*** SUPPLIED MATERIAL ***
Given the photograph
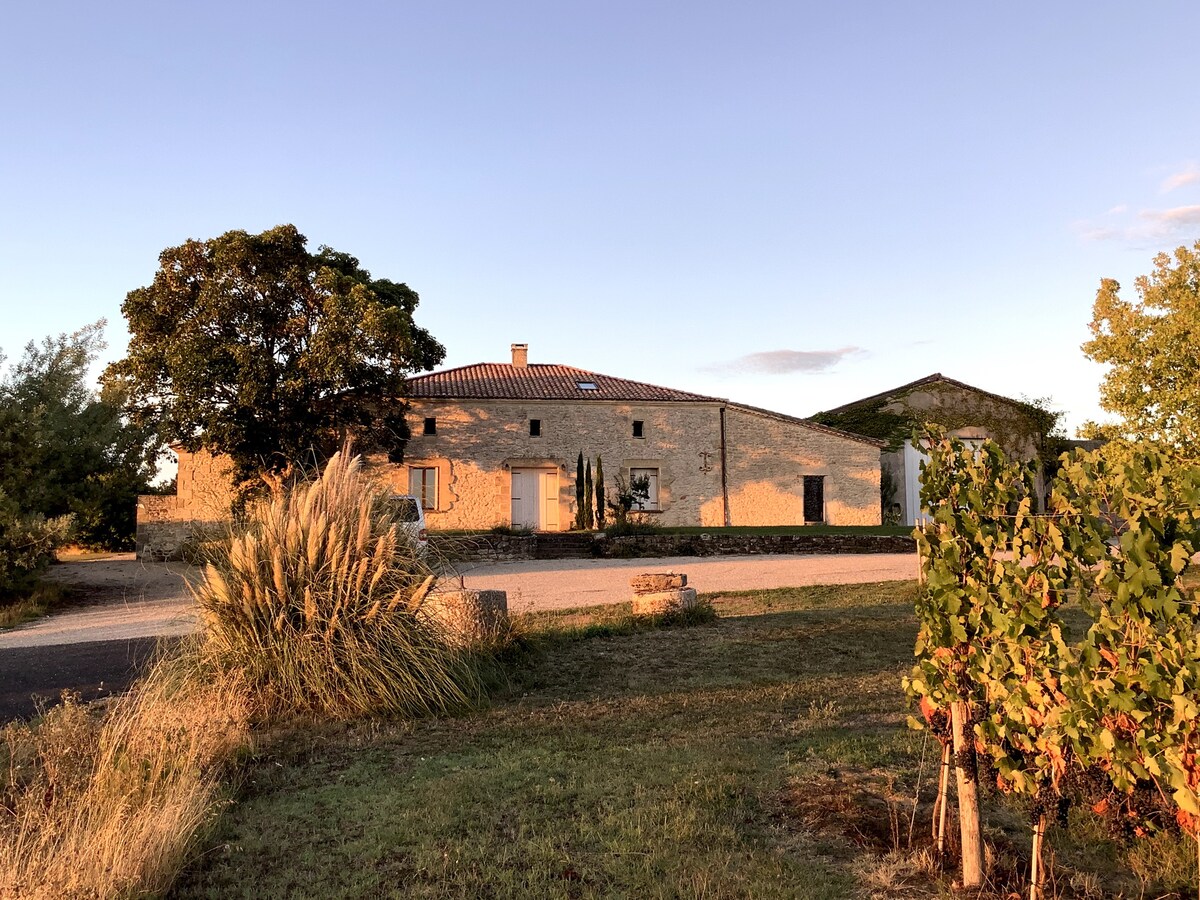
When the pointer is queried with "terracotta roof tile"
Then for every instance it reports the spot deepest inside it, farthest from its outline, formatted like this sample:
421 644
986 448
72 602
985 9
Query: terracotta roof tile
502 381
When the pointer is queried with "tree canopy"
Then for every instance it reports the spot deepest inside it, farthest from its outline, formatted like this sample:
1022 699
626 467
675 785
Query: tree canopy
1152 347
251 346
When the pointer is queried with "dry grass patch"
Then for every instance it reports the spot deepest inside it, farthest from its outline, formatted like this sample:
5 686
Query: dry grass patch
100 805
317 604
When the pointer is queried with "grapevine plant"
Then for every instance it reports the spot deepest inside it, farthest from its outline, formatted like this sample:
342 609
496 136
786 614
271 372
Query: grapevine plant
1108 717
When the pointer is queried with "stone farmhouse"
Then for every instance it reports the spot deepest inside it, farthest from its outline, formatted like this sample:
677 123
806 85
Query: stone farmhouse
969 413
496 444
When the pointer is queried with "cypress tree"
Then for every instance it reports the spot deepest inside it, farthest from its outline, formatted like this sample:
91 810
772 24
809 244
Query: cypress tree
599 492
587 495
580 525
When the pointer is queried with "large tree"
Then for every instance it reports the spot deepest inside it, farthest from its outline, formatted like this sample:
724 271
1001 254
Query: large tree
251 346
1153 352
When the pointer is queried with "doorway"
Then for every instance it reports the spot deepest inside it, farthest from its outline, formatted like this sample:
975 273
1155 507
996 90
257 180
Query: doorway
535 499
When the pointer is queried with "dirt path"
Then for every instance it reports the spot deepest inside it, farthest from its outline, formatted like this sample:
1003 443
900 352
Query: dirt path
120 598
114 598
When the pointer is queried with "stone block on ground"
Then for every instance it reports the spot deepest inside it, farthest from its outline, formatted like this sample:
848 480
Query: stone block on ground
469 617
653 582
663 601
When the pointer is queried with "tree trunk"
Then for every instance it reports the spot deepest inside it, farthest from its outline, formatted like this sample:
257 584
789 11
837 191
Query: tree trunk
969 798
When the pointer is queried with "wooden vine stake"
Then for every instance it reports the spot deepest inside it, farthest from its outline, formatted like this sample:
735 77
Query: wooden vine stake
969 799
943 786
1037 873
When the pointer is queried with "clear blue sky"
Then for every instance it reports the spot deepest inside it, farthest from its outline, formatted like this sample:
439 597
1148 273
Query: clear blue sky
787 204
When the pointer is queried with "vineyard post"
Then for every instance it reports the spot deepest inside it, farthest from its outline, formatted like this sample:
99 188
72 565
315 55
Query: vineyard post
1037 873
969 798
943 786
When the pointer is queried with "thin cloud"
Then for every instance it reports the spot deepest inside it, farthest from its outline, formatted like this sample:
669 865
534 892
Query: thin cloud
784 361
1171 217
1188 175
1149 225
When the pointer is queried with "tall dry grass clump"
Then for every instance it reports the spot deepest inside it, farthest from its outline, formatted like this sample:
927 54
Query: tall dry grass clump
111 805
316 603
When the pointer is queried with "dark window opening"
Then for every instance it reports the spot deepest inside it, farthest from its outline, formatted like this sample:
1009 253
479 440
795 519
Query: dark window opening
814 498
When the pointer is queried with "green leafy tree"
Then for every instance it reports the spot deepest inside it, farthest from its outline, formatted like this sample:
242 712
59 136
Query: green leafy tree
66 449
588 517
1152 349
600 493
251 346
580 489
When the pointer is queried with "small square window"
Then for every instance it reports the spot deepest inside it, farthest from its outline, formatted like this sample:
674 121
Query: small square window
647 480
423 484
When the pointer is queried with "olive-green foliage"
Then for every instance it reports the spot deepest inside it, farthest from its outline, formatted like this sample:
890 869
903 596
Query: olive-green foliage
1152 349
317 604
581 523
1108 712
66 450
588 515
255 347
27 547
600 493
870 420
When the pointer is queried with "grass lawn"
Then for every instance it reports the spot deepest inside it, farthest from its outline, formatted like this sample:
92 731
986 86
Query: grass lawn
763 755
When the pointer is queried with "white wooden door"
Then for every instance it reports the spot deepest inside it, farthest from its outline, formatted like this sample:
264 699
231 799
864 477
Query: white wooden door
535 499
525 498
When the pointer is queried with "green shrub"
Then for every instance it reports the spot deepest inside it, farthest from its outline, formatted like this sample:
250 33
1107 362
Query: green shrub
27 547
316 601
511 531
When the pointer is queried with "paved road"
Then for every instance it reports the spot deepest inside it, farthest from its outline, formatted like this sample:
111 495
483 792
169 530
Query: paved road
126 606
33 676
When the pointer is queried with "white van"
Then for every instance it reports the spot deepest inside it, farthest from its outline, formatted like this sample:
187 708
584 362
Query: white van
411 517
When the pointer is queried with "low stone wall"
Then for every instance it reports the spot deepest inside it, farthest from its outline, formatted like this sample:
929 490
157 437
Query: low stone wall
501 547
491 547
633 546
160 537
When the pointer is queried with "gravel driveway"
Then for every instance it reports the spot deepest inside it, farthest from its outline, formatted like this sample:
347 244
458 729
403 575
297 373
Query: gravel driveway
124 607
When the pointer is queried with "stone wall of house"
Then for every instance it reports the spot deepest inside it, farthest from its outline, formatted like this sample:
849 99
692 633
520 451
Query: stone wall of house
966 414
167 523
769 456
479 443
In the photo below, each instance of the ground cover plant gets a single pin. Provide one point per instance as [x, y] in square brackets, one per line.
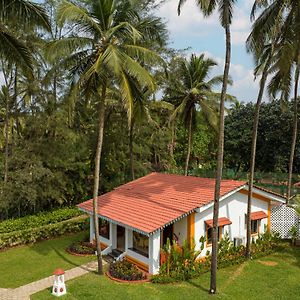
[250, 280]
[24, 264]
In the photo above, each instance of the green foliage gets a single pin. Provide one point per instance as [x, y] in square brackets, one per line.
[81, 247]
[39, 220]
[32, 235]
[125, 270]
[180, 264]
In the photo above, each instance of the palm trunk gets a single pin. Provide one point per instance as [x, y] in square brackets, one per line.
[214, 255]
[294, 138]
[189, 144]
[97, 177]
[6, 141]
[253, 152]
[131, 150]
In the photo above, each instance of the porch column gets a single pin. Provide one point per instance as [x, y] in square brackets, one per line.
[92, 233]
[154, 253]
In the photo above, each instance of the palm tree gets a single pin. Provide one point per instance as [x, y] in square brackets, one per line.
[271, 40]
[262, 46]
[27, 14]
[225, 8]
[108, 53]
[193, 88]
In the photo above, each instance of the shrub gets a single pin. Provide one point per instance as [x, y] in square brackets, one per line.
[38, 220]
[32, 235]
[126, 271]
[82, 248]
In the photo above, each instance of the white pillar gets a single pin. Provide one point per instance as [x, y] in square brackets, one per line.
[92, 230]
[154, 253]
[113, 235]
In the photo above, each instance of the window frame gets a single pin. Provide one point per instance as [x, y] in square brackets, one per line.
[138, 250]
[107, 224]
[220, 234]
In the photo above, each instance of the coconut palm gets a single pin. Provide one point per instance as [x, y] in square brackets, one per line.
[225, 8]
[27, 14]
[271, 40]
[194, 89]
[106, 52]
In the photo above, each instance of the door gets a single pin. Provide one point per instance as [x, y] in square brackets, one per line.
[168, 234]
[120, 238]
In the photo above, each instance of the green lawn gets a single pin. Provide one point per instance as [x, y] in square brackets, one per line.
[25, 264]
[273, 277]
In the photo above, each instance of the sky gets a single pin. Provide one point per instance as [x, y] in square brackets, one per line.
[205, 35]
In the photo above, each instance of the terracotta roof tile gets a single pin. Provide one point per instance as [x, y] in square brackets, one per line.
[221, 222]
[258, 215]
[155, 200]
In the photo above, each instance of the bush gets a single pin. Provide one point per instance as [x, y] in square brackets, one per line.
[32, 235]
[39, 220]
[82, 248]
[126, 271]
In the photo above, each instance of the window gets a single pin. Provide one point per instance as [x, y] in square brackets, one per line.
[254, 226]
[209, 231]
[104, 228]
[140, 243]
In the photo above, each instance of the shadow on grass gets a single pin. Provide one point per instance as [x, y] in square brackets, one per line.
[199, 286]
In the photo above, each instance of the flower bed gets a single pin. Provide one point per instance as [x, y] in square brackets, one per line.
[81, 248]
[124, 271]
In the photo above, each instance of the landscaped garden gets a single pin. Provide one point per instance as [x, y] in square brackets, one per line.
[276, 276]
[24, 264]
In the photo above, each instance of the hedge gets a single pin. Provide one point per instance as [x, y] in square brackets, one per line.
[32, 235]
[41, 219]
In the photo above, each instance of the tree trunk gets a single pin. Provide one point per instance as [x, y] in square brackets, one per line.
[97, 176]
[189, 145]
[253, 152]
[294, 138]
[6, 140]
[214, 255]
[131, 126]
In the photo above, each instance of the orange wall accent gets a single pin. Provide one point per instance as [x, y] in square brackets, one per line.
[191, 228]
[138, 263]
[255, 195]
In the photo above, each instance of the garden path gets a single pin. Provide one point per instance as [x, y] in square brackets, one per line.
[23, 292]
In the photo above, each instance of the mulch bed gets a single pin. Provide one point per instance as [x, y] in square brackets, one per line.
[129, 281]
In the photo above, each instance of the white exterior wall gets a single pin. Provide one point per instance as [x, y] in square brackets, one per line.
[234, 208]
[108, 242]
[154, 253]
[180, 229]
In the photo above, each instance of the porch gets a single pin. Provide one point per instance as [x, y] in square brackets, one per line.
[135, 246]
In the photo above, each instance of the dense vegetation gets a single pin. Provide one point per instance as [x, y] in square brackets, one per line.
[49, 129]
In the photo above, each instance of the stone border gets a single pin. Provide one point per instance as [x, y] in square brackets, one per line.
[128, 281]
[78, 254]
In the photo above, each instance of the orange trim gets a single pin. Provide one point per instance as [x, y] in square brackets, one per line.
[255, 195]
[138, 263]
[191, 228]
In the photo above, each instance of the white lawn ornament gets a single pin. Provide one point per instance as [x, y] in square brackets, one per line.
[59, 287]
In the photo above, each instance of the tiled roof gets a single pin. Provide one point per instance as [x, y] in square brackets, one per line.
[153, 201]
[221, 222]
[258, 215]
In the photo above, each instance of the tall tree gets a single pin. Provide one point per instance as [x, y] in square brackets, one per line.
[107, 54]
[30, 15]
[193, 88]
[225, 8]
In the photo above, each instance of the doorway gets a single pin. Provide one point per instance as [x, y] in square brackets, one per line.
[120, 238]
[168, 234]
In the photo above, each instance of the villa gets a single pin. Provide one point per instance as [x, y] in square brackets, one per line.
[137, 218]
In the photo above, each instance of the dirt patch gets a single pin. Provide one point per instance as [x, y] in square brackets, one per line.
[268, 263]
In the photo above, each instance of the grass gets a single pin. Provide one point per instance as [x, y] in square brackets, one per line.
[29, 263]
[276, 276]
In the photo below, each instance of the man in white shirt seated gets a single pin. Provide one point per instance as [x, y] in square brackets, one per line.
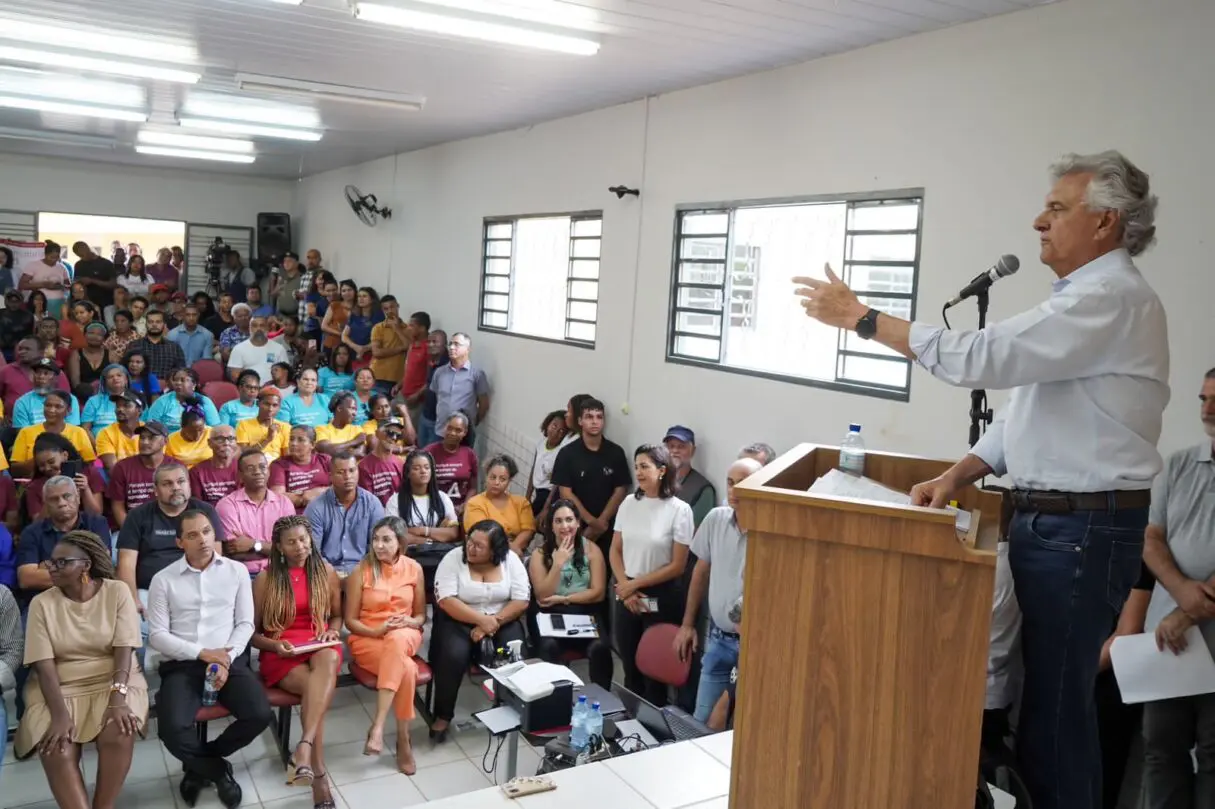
[201, 614]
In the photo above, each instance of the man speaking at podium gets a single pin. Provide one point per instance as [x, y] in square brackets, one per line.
[1089, 371]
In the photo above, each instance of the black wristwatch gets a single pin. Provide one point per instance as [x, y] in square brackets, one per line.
[866, 327]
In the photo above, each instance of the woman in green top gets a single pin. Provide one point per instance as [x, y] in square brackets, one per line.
[569, 576]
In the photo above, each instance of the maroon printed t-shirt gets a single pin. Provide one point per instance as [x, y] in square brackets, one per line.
[456, 471]
[380, 477]
[209, 482]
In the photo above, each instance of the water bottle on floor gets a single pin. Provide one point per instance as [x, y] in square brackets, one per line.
[852, 452]
[209, 691]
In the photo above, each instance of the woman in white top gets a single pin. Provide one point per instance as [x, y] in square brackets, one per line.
[482, 594]
[540, 484]
[649, 550]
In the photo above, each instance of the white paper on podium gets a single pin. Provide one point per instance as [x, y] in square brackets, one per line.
[1145, 673]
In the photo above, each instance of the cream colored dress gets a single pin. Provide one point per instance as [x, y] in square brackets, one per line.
[80, 638]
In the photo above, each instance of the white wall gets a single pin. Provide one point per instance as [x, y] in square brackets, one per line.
[84, 187]
[973, 114]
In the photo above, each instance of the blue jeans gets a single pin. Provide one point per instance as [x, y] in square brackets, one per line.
[719, 658]
[1072, 573]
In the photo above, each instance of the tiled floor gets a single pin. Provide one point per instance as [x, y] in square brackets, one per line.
[357, 781]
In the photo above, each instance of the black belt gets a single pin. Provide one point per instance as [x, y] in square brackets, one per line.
[1066, 502]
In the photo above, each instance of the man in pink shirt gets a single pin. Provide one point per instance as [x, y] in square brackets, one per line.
[249, 513]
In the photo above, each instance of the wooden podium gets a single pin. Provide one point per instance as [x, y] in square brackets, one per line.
[865, 632]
*** End of SUPPLIED MATERIAL ***
May I have exactly the lines from the one containing "In the photo above, each instance of the wooden" through the last line of the data, both included?

#### EXPECTED OUTPUT
In the photo above, each instance of the wooden podium gets a single pin. Provide one point per instance as [x, y] in square brackets, one per line.
[865, 632]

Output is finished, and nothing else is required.